> [Document excerpt]
»»

Universities Without Students
The nature and purpose of the think tank is questioned in this week's headlines—but what is the origin of this strange beast?
Writing in National Affairs, Tevi Troy provides a potted but thorough history of the think tank. First seen early in the twentieth century, the institutions believed in the power of the technocratic model, and were "propelled by the metaphor of social afflictions as maladies and public-policy experts as the physicians who could heal the patient"—Brookings is the prime example here. But when it came to the afflictions of the market, Brookings' propensity toward economic intervention was later challenged by the American Enterprise Institute, which put down roots in Washington at the close of World War II.
Despite varying ideological leanings, Troy contends that until the 1980s, both left- and right-of-center think tanks retained the character of "universities without students," dedicated to cool analysis rather than heated partisan activism. But during the Reagan administration, with the rise of the Heritage Foundation, what Troy calls the "advocacy think tank" or "do tank" again pioneered a new model.
In the 1990s, centrist Democrats copied the Heritage model with the Progressive Policy Institute, which became home to a Clinton shadow cabinet in waiting. By 2001, even left-of-center wonks found that retreating to the ivory tower was no longer an option: "Academia was no longer a comfortable place for policy-minded individuals."

««

> [Source information]

»»

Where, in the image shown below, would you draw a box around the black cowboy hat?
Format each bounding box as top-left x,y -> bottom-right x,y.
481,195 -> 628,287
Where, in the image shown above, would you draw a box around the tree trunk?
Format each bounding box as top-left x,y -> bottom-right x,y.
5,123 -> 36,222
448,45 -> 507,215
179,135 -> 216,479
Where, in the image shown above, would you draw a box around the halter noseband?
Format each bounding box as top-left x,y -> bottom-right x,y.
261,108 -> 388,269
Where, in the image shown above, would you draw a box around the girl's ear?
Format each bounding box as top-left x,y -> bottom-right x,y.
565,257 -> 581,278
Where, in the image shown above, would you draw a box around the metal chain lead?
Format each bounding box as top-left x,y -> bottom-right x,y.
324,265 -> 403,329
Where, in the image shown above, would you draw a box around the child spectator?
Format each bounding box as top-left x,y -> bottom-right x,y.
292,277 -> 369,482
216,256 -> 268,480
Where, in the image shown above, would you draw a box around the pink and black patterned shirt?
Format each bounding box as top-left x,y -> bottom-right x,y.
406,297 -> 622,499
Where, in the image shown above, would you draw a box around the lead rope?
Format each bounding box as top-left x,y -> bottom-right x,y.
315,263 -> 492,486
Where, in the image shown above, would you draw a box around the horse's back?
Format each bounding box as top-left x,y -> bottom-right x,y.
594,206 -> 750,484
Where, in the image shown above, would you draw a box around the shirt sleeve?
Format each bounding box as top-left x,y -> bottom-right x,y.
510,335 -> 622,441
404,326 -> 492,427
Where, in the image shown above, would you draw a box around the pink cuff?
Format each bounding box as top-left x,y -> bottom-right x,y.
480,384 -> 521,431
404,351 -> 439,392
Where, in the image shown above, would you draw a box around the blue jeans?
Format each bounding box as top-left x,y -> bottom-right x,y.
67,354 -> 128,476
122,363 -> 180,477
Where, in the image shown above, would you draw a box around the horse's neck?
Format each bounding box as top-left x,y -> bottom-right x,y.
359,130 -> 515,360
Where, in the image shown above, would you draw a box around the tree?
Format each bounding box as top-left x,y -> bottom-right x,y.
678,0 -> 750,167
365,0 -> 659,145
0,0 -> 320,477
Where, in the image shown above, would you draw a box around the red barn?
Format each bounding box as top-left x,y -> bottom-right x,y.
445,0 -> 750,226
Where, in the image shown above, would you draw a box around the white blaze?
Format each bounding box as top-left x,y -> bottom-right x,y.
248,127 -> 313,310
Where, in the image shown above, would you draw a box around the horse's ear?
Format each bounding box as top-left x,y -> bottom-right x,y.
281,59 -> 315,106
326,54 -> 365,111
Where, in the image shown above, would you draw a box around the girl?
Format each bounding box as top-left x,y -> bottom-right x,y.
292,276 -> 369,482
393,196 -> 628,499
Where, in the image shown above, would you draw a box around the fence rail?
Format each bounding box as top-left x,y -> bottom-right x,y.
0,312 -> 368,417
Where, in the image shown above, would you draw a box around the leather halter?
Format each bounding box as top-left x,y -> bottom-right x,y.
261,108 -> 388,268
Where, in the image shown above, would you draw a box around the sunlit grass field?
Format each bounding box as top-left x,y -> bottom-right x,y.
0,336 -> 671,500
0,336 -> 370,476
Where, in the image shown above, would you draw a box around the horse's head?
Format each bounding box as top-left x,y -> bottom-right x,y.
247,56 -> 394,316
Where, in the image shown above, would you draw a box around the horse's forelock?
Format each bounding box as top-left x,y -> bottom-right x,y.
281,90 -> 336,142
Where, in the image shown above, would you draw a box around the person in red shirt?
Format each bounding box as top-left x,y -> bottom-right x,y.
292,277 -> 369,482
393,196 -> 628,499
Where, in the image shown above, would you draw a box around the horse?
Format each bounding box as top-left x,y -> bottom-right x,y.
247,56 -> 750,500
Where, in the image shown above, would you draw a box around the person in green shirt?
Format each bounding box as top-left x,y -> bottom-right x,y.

««

> [Parts of the exercise]
1. Rewrite the paragraph of the passage on think tanks that begins "Despite varying ideological leanings" in two sentences, keeping its main facts.
2. Answer these questions from the passage on think tanks:
(a) Which institution is named as the prime example of the early technocratic model?
(b) When did the American Enterprise Institute put down roots in Washington?
(c) What institution did centrist Democrats create in the 1990s on the Heritage model?
3. Resume the passage on think tanks after its last sentence.
The lines after the passage on think tanks play no part in this work.

> [Answers in order]
1. Troy argues that until the 1980s, think tanks on both the left and the right kept the character of "universities without students," devoted to cool analysis rather than partisan activism. During the Reagan administration, the rise of the Heritage Foundation brought a new model, which Troy calls the "advocacy think tank" or "do tank."

2.
(a) Brookings
(b) At the close of World War II
(c) The Progressive Policy Institute

3.
The third generation of think tanks nearly scrapped the wonks altogether, spending nearly as much on media outreach as policy scholars. The Center for American Progress (CAP) is the archetype of this new superactivist tank. And if Troy were updating his article today, he might want to note the February launch of the Washington Free Beacon, a right-wing clone of CAP's ThinkProgress newsroom.
There is little mention of the few think tanks not easily placed on the partisan spectrum—and none of the libertarian Cato Institute, an omission Troy no doubt regrets given the recent public spat over its future governance. Troy's effort is nonetheless notable for its thorough but accessible analysis of the DC institutions most committed to serious thought—but too often unreflective about themselves.